= THE PROBLEM =
Check each line of the records below for the string "prompts", then state how many lines contain it, with no other output.

─── RECORDS FOR THE TASK

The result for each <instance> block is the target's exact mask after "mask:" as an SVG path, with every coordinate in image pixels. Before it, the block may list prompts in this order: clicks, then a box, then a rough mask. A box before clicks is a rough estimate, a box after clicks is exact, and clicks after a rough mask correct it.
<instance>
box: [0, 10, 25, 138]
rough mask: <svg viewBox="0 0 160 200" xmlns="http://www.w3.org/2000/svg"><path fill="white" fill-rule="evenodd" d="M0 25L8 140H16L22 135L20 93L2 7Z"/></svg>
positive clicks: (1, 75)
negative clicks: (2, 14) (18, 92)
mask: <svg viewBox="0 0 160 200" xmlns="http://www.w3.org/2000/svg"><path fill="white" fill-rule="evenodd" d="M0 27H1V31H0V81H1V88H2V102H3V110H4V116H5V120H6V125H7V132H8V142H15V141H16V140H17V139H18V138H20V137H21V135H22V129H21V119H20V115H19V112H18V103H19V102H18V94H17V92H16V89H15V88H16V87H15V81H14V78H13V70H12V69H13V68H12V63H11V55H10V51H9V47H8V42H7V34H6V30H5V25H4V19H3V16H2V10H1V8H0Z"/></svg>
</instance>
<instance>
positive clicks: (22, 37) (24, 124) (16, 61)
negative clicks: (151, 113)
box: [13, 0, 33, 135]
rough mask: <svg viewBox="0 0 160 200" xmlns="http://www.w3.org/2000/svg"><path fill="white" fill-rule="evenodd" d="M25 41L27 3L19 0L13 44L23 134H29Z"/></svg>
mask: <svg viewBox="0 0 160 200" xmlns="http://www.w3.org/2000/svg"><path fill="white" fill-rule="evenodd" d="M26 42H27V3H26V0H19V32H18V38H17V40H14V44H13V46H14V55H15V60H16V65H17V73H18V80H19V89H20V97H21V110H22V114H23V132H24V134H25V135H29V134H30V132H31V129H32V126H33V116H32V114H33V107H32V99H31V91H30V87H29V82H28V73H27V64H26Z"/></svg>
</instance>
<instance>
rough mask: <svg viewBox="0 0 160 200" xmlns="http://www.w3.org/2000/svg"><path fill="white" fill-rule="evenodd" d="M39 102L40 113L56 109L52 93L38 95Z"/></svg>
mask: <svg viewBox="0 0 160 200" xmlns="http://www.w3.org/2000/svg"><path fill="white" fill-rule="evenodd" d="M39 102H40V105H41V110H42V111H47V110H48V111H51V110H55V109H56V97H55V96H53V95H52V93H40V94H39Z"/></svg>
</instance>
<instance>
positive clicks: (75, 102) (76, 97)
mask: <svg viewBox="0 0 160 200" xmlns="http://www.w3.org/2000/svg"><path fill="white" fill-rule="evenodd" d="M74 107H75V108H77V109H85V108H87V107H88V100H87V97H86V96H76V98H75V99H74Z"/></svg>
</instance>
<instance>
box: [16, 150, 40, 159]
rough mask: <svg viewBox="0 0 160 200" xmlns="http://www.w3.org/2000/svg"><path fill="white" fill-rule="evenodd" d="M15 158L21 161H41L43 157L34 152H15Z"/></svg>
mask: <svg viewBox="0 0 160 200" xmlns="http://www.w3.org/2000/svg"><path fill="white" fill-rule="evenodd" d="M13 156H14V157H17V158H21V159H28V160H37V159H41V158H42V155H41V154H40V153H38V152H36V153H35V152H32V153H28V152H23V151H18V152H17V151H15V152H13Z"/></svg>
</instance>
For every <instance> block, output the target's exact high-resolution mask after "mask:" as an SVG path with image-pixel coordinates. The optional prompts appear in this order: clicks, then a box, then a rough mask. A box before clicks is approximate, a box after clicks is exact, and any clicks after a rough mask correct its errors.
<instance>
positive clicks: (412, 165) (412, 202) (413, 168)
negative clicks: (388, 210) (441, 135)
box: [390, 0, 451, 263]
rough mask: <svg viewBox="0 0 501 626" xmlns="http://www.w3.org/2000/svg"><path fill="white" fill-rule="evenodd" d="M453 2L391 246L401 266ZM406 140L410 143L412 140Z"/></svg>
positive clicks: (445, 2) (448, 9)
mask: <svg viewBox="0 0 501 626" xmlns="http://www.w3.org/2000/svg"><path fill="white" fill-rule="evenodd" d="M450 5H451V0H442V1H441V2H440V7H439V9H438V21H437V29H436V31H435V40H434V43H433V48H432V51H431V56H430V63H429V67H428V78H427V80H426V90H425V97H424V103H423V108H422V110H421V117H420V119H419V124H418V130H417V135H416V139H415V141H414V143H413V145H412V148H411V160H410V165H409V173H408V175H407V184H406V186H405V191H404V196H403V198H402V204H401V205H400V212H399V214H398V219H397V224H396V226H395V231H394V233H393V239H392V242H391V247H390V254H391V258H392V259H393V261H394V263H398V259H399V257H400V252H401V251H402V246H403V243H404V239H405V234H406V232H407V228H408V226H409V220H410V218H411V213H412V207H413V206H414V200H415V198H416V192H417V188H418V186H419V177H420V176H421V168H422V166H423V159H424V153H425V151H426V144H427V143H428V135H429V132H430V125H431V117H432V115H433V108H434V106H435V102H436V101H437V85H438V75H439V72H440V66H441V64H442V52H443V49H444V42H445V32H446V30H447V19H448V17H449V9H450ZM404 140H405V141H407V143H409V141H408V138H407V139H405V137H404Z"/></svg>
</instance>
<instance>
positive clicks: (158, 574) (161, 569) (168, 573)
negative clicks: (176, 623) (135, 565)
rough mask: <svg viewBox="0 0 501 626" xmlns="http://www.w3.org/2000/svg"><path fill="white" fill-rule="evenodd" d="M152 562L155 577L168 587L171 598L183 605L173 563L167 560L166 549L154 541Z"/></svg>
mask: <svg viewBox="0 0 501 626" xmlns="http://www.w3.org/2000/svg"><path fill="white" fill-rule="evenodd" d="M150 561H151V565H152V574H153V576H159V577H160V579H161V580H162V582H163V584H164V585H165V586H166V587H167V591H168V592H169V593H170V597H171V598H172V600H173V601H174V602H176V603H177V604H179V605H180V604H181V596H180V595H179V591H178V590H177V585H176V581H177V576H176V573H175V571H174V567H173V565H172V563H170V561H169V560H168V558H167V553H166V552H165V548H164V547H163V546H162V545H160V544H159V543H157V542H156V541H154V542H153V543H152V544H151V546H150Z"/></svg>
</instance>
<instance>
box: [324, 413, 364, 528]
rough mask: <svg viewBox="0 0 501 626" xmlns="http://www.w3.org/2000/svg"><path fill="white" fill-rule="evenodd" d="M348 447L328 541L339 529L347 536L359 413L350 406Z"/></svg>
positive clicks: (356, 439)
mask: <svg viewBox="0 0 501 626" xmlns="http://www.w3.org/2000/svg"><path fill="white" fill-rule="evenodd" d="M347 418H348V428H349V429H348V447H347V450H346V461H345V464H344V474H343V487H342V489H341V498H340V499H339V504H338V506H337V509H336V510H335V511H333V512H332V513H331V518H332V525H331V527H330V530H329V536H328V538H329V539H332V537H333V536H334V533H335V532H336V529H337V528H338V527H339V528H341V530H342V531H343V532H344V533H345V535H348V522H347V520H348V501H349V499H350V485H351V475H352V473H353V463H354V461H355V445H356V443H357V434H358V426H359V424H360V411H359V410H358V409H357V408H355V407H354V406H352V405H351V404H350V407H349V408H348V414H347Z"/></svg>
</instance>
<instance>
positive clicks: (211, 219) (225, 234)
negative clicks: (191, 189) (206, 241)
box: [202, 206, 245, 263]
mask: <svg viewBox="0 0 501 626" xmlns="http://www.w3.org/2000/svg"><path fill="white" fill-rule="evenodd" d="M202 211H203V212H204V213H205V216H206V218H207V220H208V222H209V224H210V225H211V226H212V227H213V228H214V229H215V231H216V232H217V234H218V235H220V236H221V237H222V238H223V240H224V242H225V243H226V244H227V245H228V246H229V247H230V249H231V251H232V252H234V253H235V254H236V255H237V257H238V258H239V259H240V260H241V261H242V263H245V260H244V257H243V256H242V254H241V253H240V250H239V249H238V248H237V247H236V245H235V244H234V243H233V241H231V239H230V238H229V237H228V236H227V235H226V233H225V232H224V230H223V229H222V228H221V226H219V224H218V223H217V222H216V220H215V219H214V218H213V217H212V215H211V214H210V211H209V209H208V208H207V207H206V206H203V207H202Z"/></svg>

──────

= RESPONSE AREA =
2